(Saved entries)
====

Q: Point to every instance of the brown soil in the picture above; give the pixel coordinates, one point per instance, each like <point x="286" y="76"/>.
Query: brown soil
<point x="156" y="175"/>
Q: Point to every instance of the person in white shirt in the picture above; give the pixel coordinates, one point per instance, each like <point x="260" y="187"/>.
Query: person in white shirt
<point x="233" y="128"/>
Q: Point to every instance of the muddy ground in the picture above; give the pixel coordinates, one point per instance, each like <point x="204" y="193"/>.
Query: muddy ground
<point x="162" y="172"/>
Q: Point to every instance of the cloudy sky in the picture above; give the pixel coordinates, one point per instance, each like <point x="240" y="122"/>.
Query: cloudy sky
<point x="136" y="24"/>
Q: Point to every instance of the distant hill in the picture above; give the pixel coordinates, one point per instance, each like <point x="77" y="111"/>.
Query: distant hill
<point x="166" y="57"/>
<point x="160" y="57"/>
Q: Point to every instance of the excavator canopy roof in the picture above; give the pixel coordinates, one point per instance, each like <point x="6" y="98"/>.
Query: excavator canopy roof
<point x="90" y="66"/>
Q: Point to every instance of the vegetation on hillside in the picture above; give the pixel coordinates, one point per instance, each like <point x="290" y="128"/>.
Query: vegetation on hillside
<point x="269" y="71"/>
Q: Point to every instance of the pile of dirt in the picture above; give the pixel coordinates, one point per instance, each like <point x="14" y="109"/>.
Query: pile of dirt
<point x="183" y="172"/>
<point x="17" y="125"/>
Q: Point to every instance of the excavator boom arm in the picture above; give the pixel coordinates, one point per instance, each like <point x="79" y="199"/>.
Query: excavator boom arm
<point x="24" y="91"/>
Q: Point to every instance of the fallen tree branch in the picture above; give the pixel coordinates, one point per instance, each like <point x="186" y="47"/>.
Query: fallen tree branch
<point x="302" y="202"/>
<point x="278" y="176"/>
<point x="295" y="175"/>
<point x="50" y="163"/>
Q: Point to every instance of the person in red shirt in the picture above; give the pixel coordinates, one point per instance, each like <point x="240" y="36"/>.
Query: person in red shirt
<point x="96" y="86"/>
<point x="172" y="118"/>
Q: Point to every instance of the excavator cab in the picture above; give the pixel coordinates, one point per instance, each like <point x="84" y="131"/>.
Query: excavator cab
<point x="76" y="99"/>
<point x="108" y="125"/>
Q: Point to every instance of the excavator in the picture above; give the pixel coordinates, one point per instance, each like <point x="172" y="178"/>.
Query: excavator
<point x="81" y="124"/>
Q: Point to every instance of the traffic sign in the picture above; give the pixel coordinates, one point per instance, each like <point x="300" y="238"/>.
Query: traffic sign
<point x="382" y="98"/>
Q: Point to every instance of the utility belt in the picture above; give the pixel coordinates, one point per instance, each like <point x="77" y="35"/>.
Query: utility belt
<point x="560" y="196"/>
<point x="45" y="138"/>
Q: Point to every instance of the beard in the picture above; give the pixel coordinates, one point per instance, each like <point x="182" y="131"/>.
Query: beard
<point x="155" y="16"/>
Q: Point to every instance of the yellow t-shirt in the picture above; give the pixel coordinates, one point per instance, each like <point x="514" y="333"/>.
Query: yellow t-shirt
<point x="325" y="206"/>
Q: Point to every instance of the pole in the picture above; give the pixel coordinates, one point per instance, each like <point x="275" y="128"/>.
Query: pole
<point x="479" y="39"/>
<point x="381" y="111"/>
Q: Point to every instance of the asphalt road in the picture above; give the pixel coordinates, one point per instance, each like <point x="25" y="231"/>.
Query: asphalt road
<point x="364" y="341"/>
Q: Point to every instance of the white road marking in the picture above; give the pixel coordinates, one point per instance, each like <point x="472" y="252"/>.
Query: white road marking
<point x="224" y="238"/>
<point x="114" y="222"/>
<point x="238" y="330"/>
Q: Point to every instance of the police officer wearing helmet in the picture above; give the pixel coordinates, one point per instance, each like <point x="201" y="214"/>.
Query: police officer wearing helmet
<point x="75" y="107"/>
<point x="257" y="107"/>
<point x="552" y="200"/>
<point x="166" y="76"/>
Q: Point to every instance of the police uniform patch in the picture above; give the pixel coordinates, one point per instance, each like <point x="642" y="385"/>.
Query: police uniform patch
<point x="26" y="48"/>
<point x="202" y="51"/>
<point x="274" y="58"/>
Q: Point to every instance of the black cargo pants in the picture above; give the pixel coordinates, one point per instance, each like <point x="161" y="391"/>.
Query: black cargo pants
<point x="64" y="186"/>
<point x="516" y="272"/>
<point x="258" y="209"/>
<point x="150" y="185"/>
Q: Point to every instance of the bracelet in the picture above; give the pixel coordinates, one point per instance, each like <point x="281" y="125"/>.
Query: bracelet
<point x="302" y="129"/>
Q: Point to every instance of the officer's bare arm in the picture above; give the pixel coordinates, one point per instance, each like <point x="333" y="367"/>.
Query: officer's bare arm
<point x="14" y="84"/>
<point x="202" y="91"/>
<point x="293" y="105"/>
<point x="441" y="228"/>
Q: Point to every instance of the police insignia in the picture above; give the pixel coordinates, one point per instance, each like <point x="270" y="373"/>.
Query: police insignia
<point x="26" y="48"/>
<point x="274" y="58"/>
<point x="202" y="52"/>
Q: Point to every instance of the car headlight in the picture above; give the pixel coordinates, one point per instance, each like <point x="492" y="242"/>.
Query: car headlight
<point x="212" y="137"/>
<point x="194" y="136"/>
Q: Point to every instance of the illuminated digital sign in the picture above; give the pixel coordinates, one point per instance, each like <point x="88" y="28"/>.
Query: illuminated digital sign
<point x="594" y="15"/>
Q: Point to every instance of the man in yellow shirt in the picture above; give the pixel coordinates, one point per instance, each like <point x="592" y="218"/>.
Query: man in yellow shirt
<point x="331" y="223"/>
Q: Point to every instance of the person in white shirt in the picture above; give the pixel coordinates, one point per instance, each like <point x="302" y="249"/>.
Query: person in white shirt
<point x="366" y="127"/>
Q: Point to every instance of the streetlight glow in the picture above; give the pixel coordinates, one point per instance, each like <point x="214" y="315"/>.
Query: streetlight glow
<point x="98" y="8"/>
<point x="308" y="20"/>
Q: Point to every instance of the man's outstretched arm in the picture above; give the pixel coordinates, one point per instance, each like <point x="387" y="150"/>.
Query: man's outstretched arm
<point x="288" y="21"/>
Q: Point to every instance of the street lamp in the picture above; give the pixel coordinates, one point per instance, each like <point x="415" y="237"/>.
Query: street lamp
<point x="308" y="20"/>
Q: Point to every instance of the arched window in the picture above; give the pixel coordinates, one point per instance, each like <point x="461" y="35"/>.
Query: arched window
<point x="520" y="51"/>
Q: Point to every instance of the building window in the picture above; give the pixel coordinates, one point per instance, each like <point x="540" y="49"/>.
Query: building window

====

From the first line to the last, reproduce the data exactly.

> [ANSWER]
Q: Point to every instance of the brown soil in the picture above; give the pixel coordinates, one point per instance, each like <point x="286" y="76"/>.
Query: brown soil
<point x="156" y="175"/>
Q: Point to every instance of the person in white shirt in the picture above; give the pixel coordinates, one point per instance, each like <point x="260" y="187"/>.
Query: person in white shirt
<point x="233" y="128"/>
Q: Point to every instance of the muddy ground in the picture above; give the pixel coordinates, one point per instance, each like <point x="204" y="193"/>.
Query: muddy ground
<point x="162" y="172"/>
Q: Point to every instance of the cloudy sky in the picture above; give the pixel coordinates, one point per instance, each like <point x="240" y="122"/>.
Query: cloudy sky
<point x="136" y="24"/>
Q: Point to every instance of the distant hill in the picture above; give the pixel coordinates, one point per instance, each like <point x="77" y="111"/>.
Query: distant hill
<point x="166" y="57"/>
<point x="160" y="57"/>
Q: Point to every instance of the excavator canopy roof in the picture above; give the pixel coordinates, one point per instance, each like <point x="6" y="98"/>.
Query: excavator canopy roof
<point x="90" y="66"/>
Q: Point to every instance of the vegetation on hillside in the picture above; give the pixel coordinates, one point per instance, each like <point x="290" y="128"/>.
Query: vegetation on hillside
<point x="269" y="71"/>
Q: Point to every instance of the pile of dirt in the picture above; give the pixel coordinates, one point per instance, each like <point x="14" y="109"/>.
Query: pile of dirt
<point x="183" y="172"/>
<point x="17" y="125"/>
Q: Point to every instance of the excavator boom arm in the picture above; give the pixel coordinates, one point per instance, each like <point x="79" y="199"/>.
Query: excavator boom arm
<point x="24" y="91"/>
Q: Point to every instance of the fallen tree branch in the picture above; give the pixel coordinates, one point per instance, each like <point x="186" y="47"/>.
Query: fallen tree branch
<point x="302" y="202"/>
<point x="278" y="176"/>
<point x="295" y="175"/>
<point x="50" y="163"/>
Q: Point to every instance of the person in red shirt in the picture above; give the pixel coordinates, one point per instance, each like <point x="240" y="36"/>.
Query: person in red shirt
<point x="96" y="86"/>
<point x="172" y="118"/>
Q: Point to every instance of the excavator cab in the picture above; give the pixel coordinates, one point per instance, each like <point x="84" y="131"/>.
Query: excavator cab
<point x="76" y="99"/>
<point x="108" y="125"/>
Q: Point to every instance of the excavator in the picture above; give the pixel coordinates, one point per instance, each like <point x="172" y="178"/>.
Query: excavator
<point x="81" y="124"/>
Q: Point to every instance of the traffic sign in the picture above; give the pixel coordinates, one point per instance, each like <point x="300" y="238"/>.
Query: traffic sign
<point x="382" y="98"/>
Q: Point to every instance of the utility belt in the picture above; give the pixel coordinates, one point per instance, each like <point x="77" y="35"/>.
Query: utility belt
<point x="560" y="196"/>
<point x="45" y="138"/>
Q: Point to every instance of the beard in the picture above; give the pixel coordinates, one point per instance, each like <point x="182" y="131"/>.
Query: beard
<point x="155" y="16"/>
Q: Point to every instance of the yellow t-shirt in the picture above; give the pixel coordinates, one point per instance, each like <point x="514" y="333"/>.
Query: yellow t-shirt
<point x="325" y="206"/>
Q: Point to every instance of the pole in the picture above; give the pixel coordinates, one point per instance, each like <point x="275" y="128"/>.
Query: pole
<point x="479" y="39"/>
<point x="381" y="111"/>
Q: Point to every instance of the asphalt road in the picture above; give the pixel coordinates, one point per instance, each like <point x="25" y="231"/>.
Query: asphalt road
<point x="364" y="341"/>
Q: Point to every instance of the white road marking in the picture above; give the pixel coordinates, one point per instance, each like <point x="472" y="252"/>.
Query: white road marking
<point x="224" y="238"/>
<point x="114" y="222"/>
<point x="238" y="330"/>
Q: Point to every instance of the police officer wearing helmet in the picture above; give the pixel coordinates, one point per instance, each like <point x="201" y="214"/>.
Query: police officer wearing helmet
<point x="75" y="107"/>
<point x="257" y="107"/>
<point x="552" y="200"/>
<point x="166" y="76"/>
Q: Point to every instance of the police uniform patch in the picture above; give the pixel coordinates, one point per instance, each like <point x="642" y="385"/>.
Query: police uniform patch
<point x="26" y="48"/>
<point x="202" y="51"/>
<point x="274" y="58"/>
Q: Point to every instance of the black cargo pants in the picture above; give the pixel coordinates, one point per instance, each like <point x="161" y="391"/>.
Query: black cargo pants
<point x="64" y="186"/>
<point x="516" y="272"/>
<point x="258" y="209"/>
<point x="150" y="185"/>
Q: Point to every instance of the bracelet in the picture above; give the pixel coordinates, one point per instance, each like <point x="281" y="125"/>.
Query: bracelet
<point x="302" y="129"/>
Q: Point to every instance of the officer's bare arm in the picture above; give the pixel coordinates, one point per instance, each like <point x="333" y="367"/>.
Query: officer's bare arm
<point x="14" y="84"/>
<point x="202" y="91"/>
<point x="293" y="105"/>
<point x="441" y="228"/>
Q: Point to every instance of the police insignia in the picture above; give the pixel coordinates, one point per instance, each like <point x="270" y="373"/>.
Query: police insignia
<point x="26" y="48"/>
<point x="274" y="58"/>
<point x="202" y="52"/>
Q: Point to every instance of the car headlight in the picture above; give the pixel coordinates, one point per instance, each like <point x="492" y="242"/>.
Query: car headlight
<point x="212" y="137"/>
<point x="194" y="136"/>
Q: Point to every instance of the illuminated digital sign in the picture above; give the pixel coordinates, one point per instance, each like <point x="88" y="28"/>.
Query: illuminated digital sign
<point x="594" y="15"/>
Q: Point to every instance of the man in yellow shirt in the picture above; give the pixel coordinates, one point per instance, each like <point x="592" y="218"/>.
Query: man in yellow shirt
<point x="331" y="223"/>
Q: Point to every instance of the person in white shirt in the picture above; give the pixel coordinates, one point per instance, each like <point x="302" y="249"/>.
Query: person in white shirt
<point x="366" y="127"/>
Q: Point to every instance of the streetlight glow in the picture above; give the pixel coordinates, one point per instance, each like <point x="214" y="315"/>.
Query: streetlight glow
<point x="98" y="8"/>
<point x="308" y="20"/>
Q: Point to every instance of the man's outstretched arm in the picture above; give the pixel coordinates, one point per instance, each like <point x="387" y="150"/>.
Query: man's outstretched arm
<point x="288" y="21"/>
Q: Point to every instance of the street lamp in the picture above; give the pixel coordinates, one point per instance, each like <point x="415" y="237"/>.
Query: street lamp
<point x="308" y="20"/>
Q: Point to every instance of the arched window in the picture above; give the pixel coordinates, one point per instance, each like <point x="461" y="35"/>.
Query: arched window
<point x="520" y="51"/>
Q: Point to every instance of the building window in the picture above; give the pixel coordinates, one point per instance, each like <point x="540" y="49"/>.
Query: building window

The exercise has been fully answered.